==== DATA FOR ANALYSIS
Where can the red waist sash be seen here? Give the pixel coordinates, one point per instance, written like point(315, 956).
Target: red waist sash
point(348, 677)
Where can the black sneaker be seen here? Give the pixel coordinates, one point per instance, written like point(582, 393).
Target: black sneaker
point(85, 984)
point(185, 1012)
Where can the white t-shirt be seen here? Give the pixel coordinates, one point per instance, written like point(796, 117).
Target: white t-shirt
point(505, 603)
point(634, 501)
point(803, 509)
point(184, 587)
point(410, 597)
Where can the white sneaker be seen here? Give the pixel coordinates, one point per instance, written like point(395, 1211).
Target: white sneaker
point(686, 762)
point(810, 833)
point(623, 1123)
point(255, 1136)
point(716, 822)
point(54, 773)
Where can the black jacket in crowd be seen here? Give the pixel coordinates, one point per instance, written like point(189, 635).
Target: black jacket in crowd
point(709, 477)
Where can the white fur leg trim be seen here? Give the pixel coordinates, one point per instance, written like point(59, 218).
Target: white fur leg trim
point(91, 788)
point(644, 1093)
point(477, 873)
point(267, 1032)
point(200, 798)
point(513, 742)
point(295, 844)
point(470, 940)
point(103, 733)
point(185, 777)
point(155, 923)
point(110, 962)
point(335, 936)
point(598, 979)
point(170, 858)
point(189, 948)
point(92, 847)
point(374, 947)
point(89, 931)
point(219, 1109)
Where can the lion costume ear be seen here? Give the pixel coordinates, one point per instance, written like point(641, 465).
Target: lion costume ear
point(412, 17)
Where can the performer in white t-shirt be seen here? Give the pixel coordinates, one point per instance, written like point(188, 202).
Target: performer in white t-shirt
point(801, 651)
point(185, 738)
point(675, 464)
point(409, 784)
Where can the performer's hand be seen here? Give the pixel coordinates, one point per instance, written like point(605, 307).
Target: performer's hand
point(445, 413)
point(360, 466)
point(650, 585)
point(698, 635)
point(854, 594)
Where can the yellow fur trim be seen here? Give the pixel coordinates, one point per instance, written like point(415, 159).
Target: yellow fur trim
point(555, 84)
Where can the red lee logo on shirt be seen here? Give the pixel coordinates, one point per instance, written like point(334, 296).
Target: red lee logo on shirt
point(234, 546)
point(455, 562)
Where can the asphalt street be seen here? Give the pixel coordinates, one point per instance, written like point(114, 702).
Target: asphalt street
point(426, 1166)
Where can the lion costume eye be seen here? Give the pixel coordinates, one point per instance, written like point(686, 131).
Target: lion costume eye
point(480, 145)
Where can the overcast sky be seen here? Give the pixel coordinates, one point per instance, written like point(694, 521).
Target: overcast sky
========
Using the entries shown above, reproduce verbatim the lines from the line bearing "Where can the performer's" to the line bearing "Where can the yellow", inclusive.

Where can the performer's hand be seen here? Give the pixel coordinates, one point per instance, written like point(605, 307).
Target: performer's hand
point(445, 413)
point(360, 466)
point(650, 585)
point(698, 635)
point(854, 594)
Where can the yellow fur trim be seen here? Give the pixel coordinates, one point per instance, written like point(415, 159).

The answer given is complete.